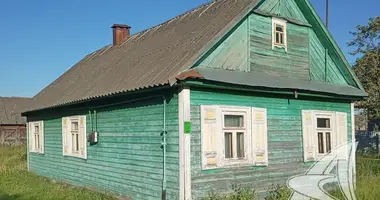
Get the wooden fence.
[0,125,26,146]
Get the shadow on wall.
[355,131,379,154]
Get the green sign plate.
[185,122,191,134]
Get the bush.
[202,185,256,200]
[265,185,292,200]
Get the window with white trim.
[201,105,268,169]
[302,110,348,162]
[28,121,44,154]
[62,115,87,159]
[272,18,287,51]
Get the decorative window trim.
[28,121,45,154]
[302,110,348,162]
[272,18,288,52]
[201,105,268,170]
[62,115,87,159]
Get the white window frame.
[272,18,288,52]
[218,106,252,167]
[313,111,337,158]
[200,105,268,170]
[28,121,44,154]
[62,115,87,159]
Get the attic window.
[272,18,287,51]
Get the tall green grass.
[0,146,115,200]
[331,155,380,200]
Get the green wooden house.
[23,0,366,200]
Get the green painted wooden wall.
[195,0,352,85]
[309,29,348,85]
[257,0,308,23]
[190,88,351,199]
[28,96,179,199]
[199,18,249,71]
[249,14,310,80]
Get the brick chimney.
[111,24,131,46]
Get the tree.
[348,16,380,119]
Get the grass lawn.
[331,155,380,200]
[0,146,115,200]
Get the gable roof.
[29,0,258,111]
[0,97,32,124]
[183,67,368,99]
[26,0,364,111]
[295,0,364,91]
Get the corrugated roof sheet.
[192,68,368,97]
[27,0,258,111]
[0,97,32,124]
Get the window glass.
[224,132,233,158]
[71,122,78,131]
[236,133,244,158]
[276,24,284,32]
[318,133,325,153]
[317,118,331,128]
[34,125,40,133]
[224,115,244,128]
[326,132,331,152]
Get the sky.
[0,0,380,97]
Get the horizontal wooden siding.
[191,88,351,199]
[29,97,179,200]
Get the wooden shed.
[0,97,31,145]
[23,0,367,200]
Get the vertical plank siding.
[29,97,179,199]
[190,88,351,199]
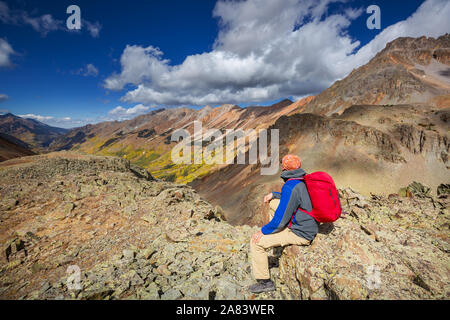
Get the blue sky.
[0,0,450,127]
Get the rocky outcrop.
[298,34,450,115]
[279,189,450,300]
[0,152,450,299]
[0,152,281,299]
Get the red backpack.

━━━

▸ Required work:
Please rescale the listing by starting at the line that has "Get the blue sky." and stopping after the last line of the listing, both ends included. Write out every line in that span, and change only the bounding-box coordinates: multiply each one by 2 and round it to a whole number, with halves rounded up.

▸ The solution:
Get the blue sky.
[0,0,900,254]
Get the rocky outcrop.
[596,68,900,230]
[558,378,900,600]
[0,304,900,598]
[0,304,562,598]
Get the red backpack.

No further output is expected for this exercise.